Set of tasks:
(a) According to the film page, who composed the music for Festival?
(b) For each statement, say whether it agrees with the film page: (i) Taehung Pictures distributed the film. (ii) The film runs 120 minutes. (iii) Im Kwon-taek wrote the novel the film is based on.
====== Page ======
- Poster to Festival (1996)
- Hangul: 축제
- Hanja: 祝祭
- RR: Chukje
- MR: Ch'ukche
- Directed by: Im Kwon-taek
- Written by: Yook Sang-hyo
- Based on: Festival by Lee Cheong-jun
- Produced by: Lee Tae-won
- Starring: Ahn Sung-ki Han Eun-jin
- Cinematography: Park Seung-bae
- Edited by: Park Soon-deok
- Music by: Kim Soo-chul
- Distributed by: Taehung Pictures
- Release date: June 6, 1996 (South Korea);
- Running time: 108 minutes
- Country: South Korea
- Language: Korean

= Festival (1996 film) =

Festival is a 1996 South Korean drama film directed by Im Kwon-taek and based on the novel of the same title by Lee Cheong-jun.
====== Record list ======
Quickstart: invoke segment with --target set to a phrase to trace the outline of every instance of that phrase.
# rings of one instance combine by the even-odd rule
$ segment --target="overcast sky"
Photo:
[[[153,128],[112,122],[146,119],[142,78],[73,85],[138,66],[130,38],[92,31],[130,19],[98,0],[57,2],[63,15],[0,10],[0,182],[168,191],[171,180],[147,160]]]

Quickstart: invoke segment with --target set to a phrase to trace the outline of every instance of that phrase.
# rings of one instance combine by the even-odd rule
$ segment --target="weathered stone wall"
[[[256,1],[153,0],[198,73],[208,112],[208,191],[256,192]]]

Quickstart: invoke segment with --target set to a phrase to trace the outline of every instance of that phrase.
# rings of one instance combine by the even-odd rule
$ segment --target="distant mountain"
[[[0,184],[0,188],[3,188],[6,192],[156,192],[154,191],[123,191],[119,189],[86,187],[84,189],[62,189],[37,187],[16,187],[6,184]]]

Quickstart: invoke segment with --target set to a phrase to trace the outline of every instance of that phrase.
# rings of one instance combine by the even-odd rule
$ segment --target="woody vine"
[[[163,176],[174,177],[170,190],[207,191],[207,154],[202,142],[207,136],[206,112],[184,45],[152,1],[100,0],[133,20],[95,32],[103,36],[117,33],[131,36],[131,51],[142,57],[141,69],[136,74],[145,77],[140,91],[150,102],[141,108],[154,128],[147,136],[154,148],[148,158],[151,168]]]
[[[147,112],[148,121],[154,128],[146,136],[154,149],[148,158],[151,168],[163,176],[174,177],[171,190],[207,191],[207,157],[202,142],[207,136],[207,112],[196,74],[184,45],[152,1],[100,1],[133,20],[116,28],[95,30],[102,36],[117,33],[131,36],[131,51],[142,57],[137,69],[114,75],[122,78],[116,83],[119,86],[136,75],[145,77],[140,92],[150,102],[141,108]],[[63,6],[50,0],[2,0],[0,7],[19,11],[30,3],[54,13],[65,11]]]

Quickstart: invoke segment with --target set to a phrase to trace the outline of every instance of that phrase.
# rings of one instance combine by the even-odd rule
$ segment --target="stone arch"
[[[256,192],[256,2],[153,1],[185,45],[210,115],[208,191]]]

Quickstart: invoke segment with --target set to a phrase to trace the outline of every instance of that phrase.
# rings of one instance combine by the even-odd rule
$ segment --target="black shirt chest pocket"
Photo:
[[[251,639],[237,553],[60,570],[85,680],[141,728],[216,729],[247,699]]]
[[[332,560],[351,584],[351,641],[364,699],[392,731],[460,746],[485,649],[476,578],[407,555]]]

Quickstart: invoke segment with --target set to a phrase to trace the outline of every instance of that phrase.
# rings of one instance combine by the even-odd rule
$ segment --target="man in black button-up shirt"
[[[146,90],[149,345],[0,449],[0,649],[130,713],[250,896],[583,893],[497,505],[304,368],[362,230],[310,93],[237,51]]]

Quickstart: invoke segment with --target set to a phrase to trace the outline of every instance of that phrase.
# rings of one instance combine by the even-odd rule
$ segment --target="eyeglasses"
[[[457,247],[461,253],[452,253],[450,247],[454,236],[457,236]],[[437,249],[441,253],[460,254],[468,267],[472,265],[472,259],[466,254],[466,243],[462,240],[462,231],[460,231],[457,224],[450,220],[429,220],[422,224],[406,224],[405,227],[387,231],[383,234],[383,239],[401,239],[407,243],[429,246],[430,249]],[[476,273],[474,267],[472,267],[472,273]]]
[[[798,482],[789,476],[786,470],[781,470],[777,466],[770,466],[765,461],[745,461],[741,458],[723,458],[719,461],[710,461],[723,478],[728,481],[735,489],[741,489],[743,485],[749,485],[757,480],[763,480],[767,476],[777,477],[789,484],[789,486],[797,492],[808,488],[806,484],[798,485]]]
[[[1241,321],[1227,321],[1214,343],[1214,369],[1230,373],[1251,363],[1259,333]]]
======
Problem solutions:
(a) Kim Soo-chul

(b)
(i) Yes: "Distributed by: Taehung Pictures"
(ii) No: "Running time: 108 minutes"
(iii) No: "based on the novel of the same title by Lee Cheong-jun"